Record excerpts:
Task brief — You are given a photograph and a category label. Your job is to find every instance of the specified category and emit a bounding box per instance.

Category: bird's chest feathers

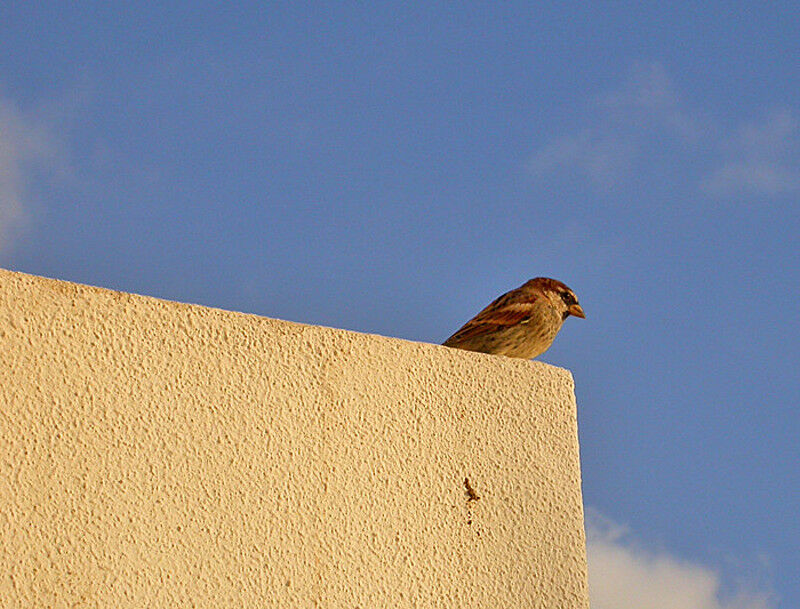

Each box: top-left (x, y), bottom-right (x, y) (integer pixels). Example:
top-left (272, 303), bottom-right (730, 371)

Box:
top-left (519, 301), bottom-right (562, 341)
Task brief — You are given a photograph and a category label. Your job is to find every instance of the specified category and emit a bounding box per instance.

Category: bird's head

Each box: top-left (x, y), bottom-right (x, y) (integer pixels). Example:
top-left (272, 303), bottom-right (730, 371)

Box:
top-left (529, 277), bottom-right (586, 320)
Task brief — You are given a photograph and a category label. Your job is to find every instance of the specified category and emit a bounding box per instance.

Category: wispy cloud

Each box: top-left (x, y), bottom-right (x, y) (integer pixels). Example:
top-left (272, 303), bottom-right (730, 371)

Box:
top-left (599, 62), bottom-right (707, 141)
top-left (528, 62), bottom-right (799, 199)
top-left (0, 92), bottom-right (58, 253)
top-left (528, 131), bottom-right (637, 189)
top-left (701, 109), bottom-right (800, 197)
top-left (587, 510), bottom-right (776, 609)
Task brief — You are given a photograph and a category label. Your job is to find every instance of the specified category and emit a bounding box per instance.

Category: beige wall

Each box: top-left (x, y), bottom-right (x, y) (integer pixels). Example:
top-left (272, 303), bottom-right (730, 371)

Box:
top-left (0, 268), bottom-right (589, 608)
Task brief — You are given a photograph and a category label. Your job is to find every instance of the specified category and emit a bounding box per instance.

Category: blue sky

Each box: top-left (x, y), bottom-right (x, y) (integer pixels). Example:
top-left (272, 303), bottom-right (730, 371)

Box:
top-left (2, 3), bottom-right (798, 606)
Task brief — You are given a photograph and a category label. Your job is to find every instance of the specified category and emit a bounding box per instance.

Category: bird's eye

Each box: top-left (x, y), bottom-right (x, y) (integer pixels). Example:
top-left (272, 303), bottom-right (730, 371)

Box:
top-left (560, 291), bottom-right (576, 306)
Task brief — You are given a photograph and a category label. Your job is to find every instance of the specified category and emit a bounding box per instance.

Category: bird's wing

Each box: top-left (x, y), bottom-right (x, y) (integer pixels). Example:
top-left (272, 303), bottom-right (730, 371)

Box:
top-left (443, 288), bottom-right (538, 345)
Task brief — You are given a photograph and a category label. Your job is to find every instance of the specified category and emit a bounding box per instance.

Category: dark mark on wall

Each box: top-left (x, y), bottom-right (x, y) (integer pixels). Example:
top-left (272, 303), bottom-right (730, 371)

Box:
top-left (464, 476), bottom-right (481, 528)
top-left (464, 477), bottom-right (479, 502)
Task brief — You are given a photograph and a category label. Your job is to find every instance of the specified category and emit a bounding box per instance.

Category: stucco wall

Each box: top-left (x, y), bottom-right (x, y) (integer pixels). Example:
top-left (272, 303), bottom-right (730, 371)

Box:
top-left (0, 268), bottom-right (589, 608)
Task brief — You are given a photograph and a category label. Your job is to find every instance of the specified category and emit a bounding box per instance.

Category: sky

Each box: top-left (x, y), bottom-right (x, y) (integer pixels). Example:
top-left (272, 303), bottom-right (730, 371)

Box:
top-left (1, 3), bottom-right (798, 607)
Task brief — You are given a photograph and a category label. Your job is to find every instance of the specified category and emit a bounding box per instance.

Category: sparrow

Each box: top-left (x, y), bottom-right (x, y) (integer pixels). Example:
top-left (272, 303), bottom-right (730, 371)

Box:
top-left (443, 277), bottom-right (585, 359)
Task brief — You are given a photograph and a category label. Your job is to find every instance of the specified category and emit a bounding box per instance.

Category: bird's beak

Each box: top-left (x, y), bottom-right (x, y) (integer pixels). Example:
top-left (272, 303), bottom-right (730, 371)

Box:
top-left (568, 304), bottom-right (586, 319)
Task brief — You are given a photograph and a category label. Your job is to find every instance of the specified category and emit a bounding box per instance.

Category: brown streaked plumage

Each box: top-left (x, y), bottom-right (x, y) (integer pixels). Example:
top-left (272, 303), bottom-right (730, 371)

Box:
top-left (443, 277), bottom-right (585, 359)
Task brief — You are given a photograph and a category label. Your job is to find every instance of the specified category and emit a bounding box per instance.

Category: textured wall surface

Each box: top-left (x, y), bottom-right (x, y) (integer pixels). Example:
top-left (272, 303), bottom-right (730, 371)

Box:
top-left (0, 268), bottom-right (589, 608)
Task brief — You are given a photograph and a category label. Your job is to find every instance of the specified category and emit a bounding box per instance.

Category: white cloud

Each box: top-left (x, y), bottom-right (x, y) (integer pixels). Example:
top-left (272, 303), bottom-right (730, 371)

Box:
top-left (701, 110), bottom-right (800, 197)
top-left (528, 63), bottom-right (799, 199)
top-left (527, 63), bottom-right (699, 190)
top-left (528, 131), bottom-right (637, 188)
top-left (0, 93), bottom-right (57, 253)
top-left (587, 510), bottom-right (776, 609)
top-left (599, 62), bottom-right (705, 141)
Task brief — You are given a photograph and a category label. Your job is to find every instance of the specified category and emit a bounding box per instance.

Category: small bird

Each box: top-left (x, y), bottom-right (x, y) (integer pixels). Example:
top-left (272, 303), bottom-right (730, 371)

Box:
top-left (443, 277), bottom-right (585, 359)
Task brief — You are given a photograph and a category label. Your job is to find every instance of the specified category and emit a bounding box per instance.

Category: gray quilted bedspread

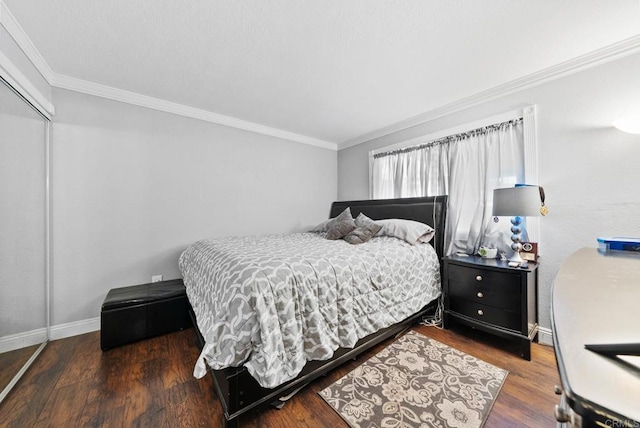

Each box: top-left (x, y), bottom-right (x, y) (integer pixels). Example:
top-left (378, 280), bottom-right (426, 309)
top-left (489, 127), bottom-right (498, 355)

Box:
top-left (179, 232), bottom-right (441, 388)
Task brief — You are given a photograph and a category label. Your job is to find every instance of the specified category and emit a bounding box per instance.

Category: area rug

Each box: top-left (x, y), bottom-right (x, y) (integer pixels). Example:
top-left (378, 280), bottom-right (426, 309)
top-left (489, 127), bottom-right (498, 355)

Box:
top-left (319, 331), bottom-right (508, 428)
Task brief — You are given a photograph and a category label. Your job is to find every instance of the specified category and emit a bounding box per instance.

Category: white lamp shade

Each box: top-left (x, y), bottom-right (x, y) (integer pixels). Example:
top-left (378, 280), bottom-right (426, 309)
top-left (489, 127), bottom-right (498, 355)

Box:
top-left (492, 186), bottom-right (542, 217)
top-left (613, 115), bottom-right (640, 134)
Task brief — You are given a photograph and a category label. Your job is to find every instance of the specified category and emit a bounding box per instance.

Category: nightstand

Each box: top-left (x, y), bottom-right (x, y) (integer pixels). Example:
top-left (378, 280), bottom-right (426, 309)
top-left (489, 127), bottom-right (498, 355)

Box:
top-left (443, 254), bottom-right (538, 360)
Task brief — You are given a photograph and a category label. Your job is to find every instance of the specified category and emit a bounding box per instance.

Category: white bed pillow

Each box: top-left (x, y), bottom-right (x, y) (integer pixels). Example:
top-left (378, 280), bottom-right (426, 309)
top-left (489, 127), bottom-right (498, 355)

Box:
top-left (375, 218), bottom-right (435, 245)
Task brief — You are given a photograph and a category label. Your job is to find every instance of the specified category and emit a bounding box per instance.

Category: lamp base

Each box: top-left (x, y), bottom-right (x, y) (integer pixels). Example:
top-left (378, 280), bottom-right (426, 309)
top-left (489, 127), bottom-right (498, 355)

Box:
top-left (509, 251), bottom-right (524, 264)
top-left (509, 216), bottom-right (524, 265)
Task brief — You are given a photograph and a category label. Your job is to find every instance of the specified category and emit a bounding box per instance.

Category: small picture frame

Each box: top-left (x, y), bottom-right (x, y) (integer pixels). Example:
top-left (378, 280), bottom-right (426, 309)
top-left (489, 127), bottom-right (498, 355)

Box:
top-left (521, 242), bottom-right (538, 262)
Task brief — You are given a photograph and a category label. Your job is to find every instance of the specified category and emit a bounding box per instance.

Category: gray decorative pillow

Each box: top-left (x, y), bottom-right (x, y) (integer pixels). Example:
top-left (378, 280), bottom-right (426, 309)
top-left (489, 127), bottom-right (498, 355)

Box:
top-left (344, 213), bottom-right (383, 244)
top-left (309, 219), bottom-right (329, 233)
top-left (325, 207), bottom-right (356, 240)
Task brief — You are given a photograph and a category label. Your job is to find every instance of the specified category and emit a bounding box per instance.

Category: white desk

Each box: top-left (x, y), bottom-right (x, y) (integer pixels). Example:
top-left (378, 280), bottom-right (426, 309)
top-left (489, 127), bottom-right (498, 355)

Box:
top-left (552, 247), bottom-right (640, 426)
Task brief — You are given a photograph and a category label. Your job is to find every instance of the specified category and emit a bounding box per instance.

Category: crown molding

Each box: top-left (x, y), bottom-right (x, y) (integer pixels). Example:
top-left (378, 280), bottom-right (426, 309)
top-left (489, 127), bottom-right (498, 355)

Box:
top-left (51, 73), bottom-right (337, 150)
top-left (0, 1), bottom-right (54, 83)
top-left (3, 0), bottom-right (638, 152)
top-left (0, 0), bottom-right (336, 150)
top-left (0, 49), bottom-right (54, 118)
top-left (0, 1), bottom-right (54, 117)
top-left (339, 34), bottom-right (640, 150)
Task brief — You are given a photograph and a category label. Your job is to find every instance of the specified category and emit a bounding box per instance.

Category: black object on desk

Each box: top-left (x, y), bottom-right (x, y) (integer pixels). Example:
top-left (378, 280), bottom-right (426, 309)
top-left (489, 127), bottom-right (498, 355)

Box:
top-left (585, 343), bottom-right (640, 357)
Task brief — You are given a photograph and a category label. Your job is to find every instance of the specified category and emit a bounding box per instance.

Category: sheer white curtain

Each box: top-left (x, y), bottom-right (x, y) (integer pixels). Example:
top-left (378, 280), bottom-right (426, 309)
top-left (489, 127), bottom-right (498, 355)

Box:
top-left (372, 119), bottom-right (524, 256)
top-left (372, 141), bottom-right (450, 199)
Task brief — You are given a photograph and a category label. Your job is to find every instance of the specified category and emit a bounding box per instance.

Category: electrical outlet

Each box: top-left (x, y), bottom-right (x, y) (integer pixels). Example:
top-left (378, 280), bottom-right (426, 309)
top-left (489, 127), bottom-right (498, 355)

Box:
top-left (151, 275), bottom-right (163, 283)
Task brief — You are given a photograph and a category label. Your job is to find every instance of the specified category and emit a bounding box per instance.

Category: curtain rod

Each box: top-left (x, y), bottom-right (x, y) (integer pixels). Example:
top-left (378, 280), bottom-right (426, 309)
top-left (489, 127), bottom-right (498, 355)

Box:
top-left (373, 117), bottom-right (523, 159)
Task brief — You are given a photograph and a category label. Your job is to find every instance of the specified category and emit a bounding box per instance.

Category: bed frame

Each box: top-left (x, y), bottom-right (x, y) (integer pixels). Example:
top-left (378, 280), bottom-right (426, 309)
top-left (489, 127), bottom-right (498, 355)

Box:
top-left (189, 195), bottom-right (448, 427)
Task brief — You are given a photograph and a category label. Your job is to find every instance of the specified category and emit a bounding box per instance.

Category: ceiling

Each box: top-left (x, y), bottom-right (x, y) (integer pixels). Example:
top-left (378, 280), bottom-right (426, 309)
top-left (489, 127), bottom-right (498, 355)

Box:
top-left (4, 1), bottom-right (640, 147)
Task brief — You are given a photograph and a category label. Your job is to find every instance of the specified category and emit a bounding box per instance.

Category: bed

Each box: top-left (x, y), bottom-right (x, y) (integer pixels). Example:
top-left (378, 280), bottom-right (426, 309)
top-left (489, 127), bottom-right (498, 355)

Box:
top-left (179, 195), bottom-right (448, 427)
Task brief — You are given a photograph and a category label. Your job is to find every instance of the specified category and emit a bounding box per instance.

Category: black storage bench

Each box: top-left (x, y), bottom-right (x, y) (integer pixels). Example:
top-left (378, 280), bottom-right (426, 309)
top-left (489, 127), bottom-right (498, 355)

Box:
top-left (101, 278), bottom-right (191, 351)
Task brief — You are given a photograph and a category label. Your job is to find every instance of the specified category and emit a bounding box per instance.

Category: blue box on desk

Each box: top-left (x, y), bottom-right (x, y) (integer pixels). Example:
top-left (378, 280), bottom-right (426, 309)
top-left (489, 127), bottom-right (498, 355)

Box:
top-left (597, 237), bottom-right (640, 253)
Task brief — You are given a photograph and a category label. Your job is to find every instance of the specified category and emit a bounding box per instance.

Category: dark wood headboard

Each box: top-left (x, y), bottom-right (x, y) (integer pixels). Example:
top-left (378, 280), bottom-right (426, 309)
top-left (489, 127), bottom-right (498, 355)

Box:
top-left (329, 195), bottom-right (448, 259)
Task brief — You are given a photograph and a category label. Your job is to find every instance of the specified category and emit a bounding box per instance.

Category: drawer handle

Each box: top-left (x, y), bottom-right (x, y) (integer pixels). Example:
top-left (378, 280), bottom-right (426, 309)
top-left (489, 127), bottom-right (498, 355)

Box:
top-left (475, 275), bottom-right (483, 282)
top-left (477, 292), bottom-right (484, 298)
top-left (477, 309), bottom-right (484, 316)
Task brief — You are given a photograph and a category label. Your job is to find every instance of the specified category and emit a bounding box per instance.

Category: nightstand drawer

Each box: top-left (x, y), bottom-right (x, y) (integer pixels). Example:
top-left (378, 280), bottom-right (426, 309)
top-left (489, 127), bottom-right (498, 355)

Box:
top-left (449, 298), bottom-right (520, 331)
top-left (443, 255), bottom-right (538, 360)
top-left (448, 264), bottom-right (520, 308)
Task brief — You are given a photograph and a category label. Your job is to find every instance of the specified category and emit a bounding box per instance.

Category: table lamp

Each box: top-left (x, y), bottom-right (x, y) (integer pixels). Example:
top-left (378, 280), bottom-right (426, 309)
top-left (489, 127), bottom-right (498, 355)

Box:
top-left (492, 185), bottom-right (547, 264)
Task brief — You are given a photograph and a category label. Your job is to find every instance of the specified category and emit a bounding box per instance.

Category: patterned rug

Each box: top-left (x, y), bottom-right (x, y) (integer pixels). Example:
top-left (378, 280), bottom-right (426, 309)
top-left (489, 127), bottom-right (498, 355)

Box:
top-left (319, 331), bottom-right (508, 428)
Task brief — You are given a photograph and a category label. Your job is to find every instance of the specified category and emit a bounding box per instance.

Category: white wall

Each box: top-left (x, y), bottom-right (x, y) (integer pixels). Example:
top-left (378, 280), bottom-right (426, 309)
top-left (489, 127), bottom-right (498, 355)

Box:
top-left (51, 88), bottom-right (337, 327)
top-left (338, 52), bottom-right (640, 336)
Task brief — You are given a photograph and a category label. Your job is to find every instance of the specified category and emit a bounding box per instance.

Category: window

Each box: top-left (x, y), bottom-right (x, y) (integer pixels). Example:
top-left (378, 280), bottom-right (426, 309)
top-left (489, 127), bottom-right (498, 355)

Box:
top-left (370, 107), bottom-right (539, 256)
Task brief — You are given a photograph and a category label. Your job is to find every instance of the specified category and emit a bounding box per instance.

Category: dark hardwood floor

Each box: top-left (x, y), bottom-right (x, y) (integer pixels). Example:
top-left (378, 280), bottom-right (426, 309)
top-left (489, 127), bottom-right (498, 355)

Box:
top-left (0, 323), bottom-right (560, 427)
top-left (0, 344), bottom-right (41, 394)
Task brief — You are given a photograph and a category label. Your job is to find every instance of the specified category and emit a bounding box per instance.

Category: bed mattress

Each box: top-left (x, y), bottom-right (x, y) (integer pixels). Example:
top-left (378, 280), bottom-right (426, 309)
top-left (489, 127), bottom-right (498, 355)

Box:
top-left (179, 232), bottom-right (440, 388)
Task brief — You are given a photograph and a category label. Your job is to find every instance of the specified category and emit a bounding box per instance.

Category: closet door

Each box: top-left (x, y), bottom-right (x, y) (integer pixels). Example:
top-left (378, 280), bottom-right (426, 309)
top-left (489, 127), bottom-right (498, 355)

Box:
top-left (0, 77), bottom-right (49, 402)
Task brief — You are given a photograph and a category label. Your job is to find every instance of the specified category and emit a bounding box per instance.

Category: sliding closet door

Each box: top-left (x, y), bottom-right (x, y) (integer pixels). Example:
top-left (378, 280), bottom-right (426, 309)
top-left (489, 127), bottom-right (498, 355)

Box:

Task instructions: Out of the entries, pull every line that mentions "white".

Solution for this task:
Category: white cloud
Category: white lamp shade
Category: white bed pillow
Category: white desk
Category: sheer white curtain
Category: white wall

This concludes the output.